((

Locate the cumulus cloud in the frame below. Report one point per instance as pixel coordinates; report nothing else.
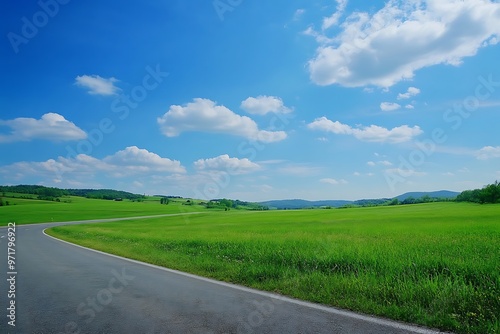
(488, 152)
(412, 91)
(205, 115)
(389, 106)
(372, 133)
(333, 181)
(97, 85)
(298, 14)
(225, 163)
(50, 126)
(381, 162)
(262, 105)
(134, 159)
(333, 20)
(389, 45)
(131, 161)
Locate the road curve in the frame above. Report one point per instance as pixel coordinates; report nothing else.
(64, 288)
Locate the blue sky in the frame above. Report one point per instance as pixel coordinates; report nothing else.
(251, 100)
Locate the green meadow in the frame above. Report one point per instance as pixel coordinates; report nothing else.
(433, 264)
(70, 208)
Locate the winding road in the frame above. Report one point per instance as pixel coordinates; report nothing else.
(64, 288)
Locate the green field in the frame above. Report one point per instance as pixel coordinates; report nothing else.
(27, 211)
(432, 264)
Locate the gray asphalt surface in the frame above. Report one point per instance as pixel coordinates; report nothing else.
(62, 288)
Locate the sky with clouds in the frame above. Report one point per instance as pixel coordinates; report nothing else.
(251, 100)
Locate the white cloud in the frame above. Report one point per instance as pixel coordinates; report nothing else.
(262, 105)
(225, 163)
(132, 161)
(389, 106)
(372, 133)
(333, 20)
(205, 116)
(51, 126)
(381, 162)
(97, 85)
(333, 181)
(411, 92)
(298, 14)
(404, 36)
(488, 152)
(298, 169)
(404, 172)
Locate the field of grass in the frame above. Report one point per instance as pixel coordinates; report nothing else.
(432, 264)
(26, 211)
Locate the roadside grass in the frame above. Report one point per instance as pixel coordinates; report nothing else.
(70, 208)
(431, 264)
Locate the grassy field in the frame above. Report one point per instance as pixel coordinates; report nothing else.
(433, 264)
(26, 211)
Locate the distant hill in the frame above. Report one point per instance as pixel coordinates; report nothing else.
(50, 193)
(301, 204)
(432, 194)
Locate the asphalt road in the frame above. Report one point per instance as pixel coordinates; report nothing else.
(63, 288)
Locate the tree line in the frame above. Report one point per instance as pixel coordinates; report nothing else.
(52, 194)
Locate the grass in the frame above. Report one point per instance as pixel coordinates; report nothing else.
(27, 211)
(432, 264)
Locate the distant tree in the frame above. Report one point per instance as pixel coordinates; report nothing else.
(394, 201)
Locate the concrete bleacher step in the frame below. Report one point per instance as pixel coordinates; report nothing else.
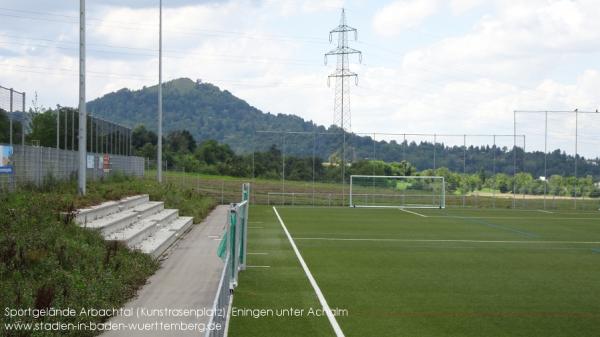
(181, 224)
(120, 220)
(136, 221)
(93, 213)
(137, 232)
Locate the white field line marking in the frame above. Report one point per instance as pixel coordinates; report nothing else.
(505, 217)
(466, 241)
(334, 324)
(415, 213)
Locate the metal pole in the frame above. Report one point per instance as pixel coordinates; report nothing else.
(66, 127)
(514, 159)
(73, 127)
(159, 154)
(405, 144)
(82, 112)
(464, 165)
(434, 144)
(494, 174)
(283, 165)
(57, 130)
(23, 121)
(576, 153)
(91, 138)
(545, 157)
(10, 117)
(314, 155)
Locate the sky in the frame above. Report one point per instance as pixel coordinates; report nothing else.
(429, 66)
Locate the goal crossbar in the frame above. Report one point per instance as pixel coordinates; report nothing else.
(377, 191)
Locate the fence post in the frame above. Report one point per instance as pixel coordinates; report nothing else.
(222, 191)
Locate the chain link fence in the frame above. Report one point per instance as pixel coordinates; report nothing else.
(12, 104)
(481, 170)
(35, 165)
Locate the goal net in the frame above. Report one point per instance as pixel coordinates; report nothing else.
(397, 191)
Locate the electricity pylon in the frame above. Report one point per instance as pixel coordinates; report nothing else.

))

### [Directions for this task]
Return the entries unchanged, save for the pictures, which do not belong in the copy.

### [Full response]
Locate the cumulus cloud in the frame below. Report one point per instance as pixel coordinates; report nothing else.
(488, 152)
(412, 91)
(205, 115)
(389, 106)
(372, 133)
(333, 181)
(97, 85)
(298, 14)
(225, 163)
(50, 126)
(381, 162)
(262, 105)
(134, 159)
(333, 20)
(389, 45)
(131, 161)
Locate the road curve in the frame above. Report one point per instance as pixel coordinates; report nothing else.
(64, 288)
Locate the blue sky in the frame above. Report one point per instance as pixel coordinates; report nothing else.
(251, 100)
Locate the green meadow in the frame above. Report one point per instance as pixel coordinates; report nothing else.
(433, 264)
(70, 208)
Locate the winding road in the frame above. Report one point per instance as pixel coordinates; report nothing else.
(64, 288)
Locate the green field in the frame above. Report one point per instance as pixel coordinates; report nothing else.
(27, 211)
(432, 264)
Locate the gray asphalt surface in the frame above. Report one point per instance as pixel coordinates; report nothing else.
(62, 288)
Locate the sky with clouds in the frame above. Report one point per instance as pixel coordinates; report nothing else.
(251, 100)
Locate the white cloud in the frame above. Report one point per instance as pixel coordinates; report nothing else.
(262, 105)
(225, 163)
(132, 161)
(389, 106)
(372, 133)
(333, 20)
(205, 116)
(51, 126)
(381, 162)
(97, 85)
(333, 181)
(411, 92)
(298, 14)
(404, 36)
(488, 152)
(298, 169)
(404, 172)
Locate the field of grass in the frame above. Report one point per instance as pixel coordinates; report nothing else.
(432, 264)
(26, 211)
Locate the roadside grass in the frame above. Report one point per instance as pixel coordinates; report nothing else.
(70, 208)
(431, 264)
Locate the grassy field in the frame above. Report one point per instance as pixel coordinates; report nothing else.
(433, 264)
(26, 211)
Locate the distant hill in the frame above. Report one point per instance as pixel coordinates; report nothing else.
(50, 193)
(301, 204)
(432, 194)
Locate the asphalt road in the frame above. Report one point per instance as pixel coordinates; report nothing else.
(63, 288)
Locate the tree line in the frame above. Report one point per instance as pixel coordinates; report nothing else.
(52, 194)
Locate the grass in the frame above. Report one point per instance as pixel coordinates; report nothing else.
(27, 211)
(432, 264)
Locate the distant tree in the frame above. Report one point per instance as pixel coordinates; report nothing else.
(394, 201)
Locate the concrete bleacher step in the frame below. Report one point per instance as pixel coordinates; report nothing else.
(181, 224)
(120, 220)
(136, 221)
(93, 213)
(137, 232)
Locate the white field line marking in the frame above. Report one point per instance as pixel coordinates; report nothing else.
(505, 217)
(466, 241)
(334, 324)
(415, 213)
Locate the metal pole in the frame above. Report one point per instance as pixel coordinates; report nothing else.
(66, 127)
(514, 159)
(73, 127)
(159, 154)
(405, 144)
(82, 112)
(464, 165)
(434, 144)
(494, 174)
(283, 165)
(57, 130)
(23, 121)
(576, 153)
(91, 138)
(545, 157)
(10, 117)
(314, 155)
Locate the sky in the frame above. Report one point per instance as pixel coordinates; report nothing else.
(429, 66)
Locate the goal crossbar in the frame above. Report one point per instance as pixel coordinates; report nothing else.
(377, 191)
Locate the fence post in the frame above. Report one point per instance as pixel coordinates; report nothing else.
(222, 191)
Locate the chain link fence in the frame above. Report one point per instance as pixel coordinates; report nothing else.
(12, 104)
(481, 170)
(35, 165)
Locate the goal net in the frame above. Report one point per instance as pixel coordinates; report nothing else.
(397, 191)
Locate the electricity pylon in the frame above. Report one point per instance as pixel coordinates; report nothing else.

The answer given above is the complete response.